**What is being asked**
The records that follow must be repeated verbatim, every one of them.

**Data entries**
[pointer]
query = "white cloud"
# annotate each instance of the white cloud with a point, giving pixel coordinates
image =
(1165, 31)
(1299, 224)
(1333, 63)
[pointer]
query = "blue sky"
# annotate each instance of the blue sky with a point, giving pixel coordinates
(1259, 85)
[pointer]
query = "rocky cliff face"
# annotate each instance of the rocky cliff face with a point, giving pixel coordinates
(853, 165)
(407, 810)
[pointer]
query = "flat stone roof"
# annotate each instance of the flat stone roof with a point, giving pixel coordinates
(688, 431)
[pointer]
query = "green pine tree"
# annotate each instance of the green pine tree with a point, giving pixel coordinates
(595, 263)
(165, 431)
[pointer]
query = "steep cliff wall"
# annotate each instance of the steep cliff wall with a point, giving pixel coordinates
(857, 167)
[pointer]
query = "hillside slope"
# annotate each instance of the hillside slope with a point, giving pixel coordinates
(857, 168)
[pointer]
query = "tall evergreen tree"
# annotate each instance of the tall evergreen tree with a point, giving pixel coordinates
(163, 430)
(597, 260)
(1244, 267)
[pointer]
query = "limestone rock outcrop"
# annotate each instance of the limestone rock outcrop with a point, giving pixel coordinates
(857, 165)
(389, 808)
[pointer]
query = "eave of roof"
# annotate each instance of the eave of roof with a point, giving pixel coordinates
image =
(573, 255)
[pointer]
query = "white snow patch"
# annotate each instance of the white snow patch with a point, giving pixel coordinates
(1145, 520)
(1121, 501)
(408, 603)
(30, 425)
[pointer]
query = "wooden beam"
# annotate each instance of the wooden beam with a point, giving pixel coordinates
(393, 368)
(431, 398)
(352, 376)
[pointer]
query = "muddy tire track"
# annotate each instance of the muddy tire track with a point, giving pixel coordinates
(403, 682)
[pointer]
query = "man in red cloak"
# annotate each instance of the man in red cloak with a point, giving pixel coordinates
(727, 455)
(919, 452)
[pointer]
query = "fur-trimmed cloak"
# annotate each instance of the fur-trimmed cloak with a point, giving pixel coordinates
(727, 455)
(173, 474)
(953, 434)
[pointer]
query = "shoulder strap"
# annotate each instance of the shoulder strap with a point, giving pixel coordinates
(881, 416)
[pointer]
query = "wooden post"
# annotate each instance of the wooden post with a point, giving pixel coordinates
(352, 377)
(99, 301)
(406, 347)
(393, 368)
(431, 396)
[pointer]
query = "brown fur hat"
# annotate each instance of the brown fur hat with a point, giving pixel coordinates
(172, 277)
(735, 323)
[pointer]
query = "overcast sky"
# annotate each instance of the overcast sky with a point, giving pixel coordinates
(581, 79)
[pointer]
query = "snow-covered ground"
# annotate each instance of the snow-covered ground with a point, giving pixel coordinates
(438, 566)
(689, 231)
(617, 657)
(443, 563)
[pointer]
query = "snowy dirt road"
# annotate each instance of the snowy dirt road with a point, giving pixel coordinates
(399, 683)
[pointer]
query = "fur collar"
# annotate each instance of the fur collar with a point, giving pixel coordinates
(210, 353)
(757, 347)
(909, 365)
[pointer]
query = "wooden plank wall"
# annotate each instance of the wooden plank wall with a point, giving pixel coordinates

**Expected output**
[pointer]
query = "white cloud"
# annotate each instance of the white cloud with a point, giving pixel coordinates
image =
(1165, 31)
(1299, 224)
(1333, 63)
[pointer]
query = "blue sky"
# annotate each instance of the blue sky with a point, giving pixel coordinates
(1259, 85)
[pointer]
query = "rocky cliff face"
# annotate each instance of the rocky cliff face with a point, giving pixel coordinates
(853, 165)
(407, 810)
[pointer]
query = "flat stone roof"
# annotate each instance of the flat stone roof with a point, giving pixel coordinates
(688, 431)
[pointer]
query = "green pine tree"
# annotate each instance of the green pine tree with a point, giving pixel coordinates
(595, 263)
(165, 431)
[pointer]
query = "steep cliff wall"
# annotate each instance of the steep cliff wall with a point, giving pixel coordinates
(857, 167)
[pointer]
query = "hillside slope"
# annotate each instance of the hillside slope with a point, giving pixel coordinates
(857, 168)
[pointer]
query = "tall evergreen tree"
# annotate each instance of the tall evergreen tree with a point, giving pixel coordinates
(163, 430)
(597, 260)
(1244, 267)
[pointer]
query = "limestone rock outcrop"
# annotate each instance of the limestone rock outcrop with a point, giving pixel coordinates
(857, 165)
(389, 808)
[pointer]
query = "eave of roof"
# annotate each instance of the eave of roof with a point, giving pixel coordinates
image =
(573, 255)
[pointer]
query = "white snow patch"
# annotate each instance of the white snow patch with a point, giving pixel coordinates
(1145, 520)
(1121, 501)
(408, 603)
(30, 425)
[pointer]
query = "wooden beam"
# annotate each instance of the wooden beam with a point, giving pixel coordinates
(393, 368)
(431, 398)
(352, 376)
[pointer]
query = "muddy tire track"
# annotate each instance of the muddy tire track with a point, giving pixel coordinates
(403, 682)
[pointer]
query = "man in red cloak"
# annotate each instance of the man in red cloak with a point, giving pixel coordinates
(727, 455)
(919, 452)
[pointer]
query = "fur-trimmed cloak"
# annotate each instance of the fur-trimmed cloak with a point, giving pixel coordinates
(727, 455)
(173, 474)
(953, 434)
[pointer]
query = "shoulder strap"
# annotate each instance of the shoulder strap with a point, giving pixel coordinates
(881, 416)
[pointer]
query = "wooden post"
# annotate each instance of the wooden post with a point, giving pixel coordinates
(352, 377)
(99, 301)
(406, 347)
(393, 368)
(431, 396)
[pointer]
query = "brown fur hat"
# annotate each instance of the brown fur hat with a point, giving pixel coordinates
(172, 277)
(735, 323)
[pointer]
query = "overcast sky"
# annotate each instance of the overcast sky with a point, giving pixel coordinates
(581, 79)
[pointer]
query = "snow-covered ground"
# annotate each instance of the snow-covered ground with a point, giving pixel coordinates
(438, 566)
(689, 231)
(617, 657)
(443, 563)
[pointer]
query = "snowy dirt road"
# annotate each instance of the snowy dirt road with a point, giving pixel coordinates
(399, 683)
[pointer]
query = "fur collar"
# annotate each instance of the fur collar with a point, giving pixel coordinates
(210, 353)
(757, 347)
(909, 365)
[pointer]
query = "wooden plank wall"
# annotate each instance of the wooden plank wall with a point, giving pixel coordinates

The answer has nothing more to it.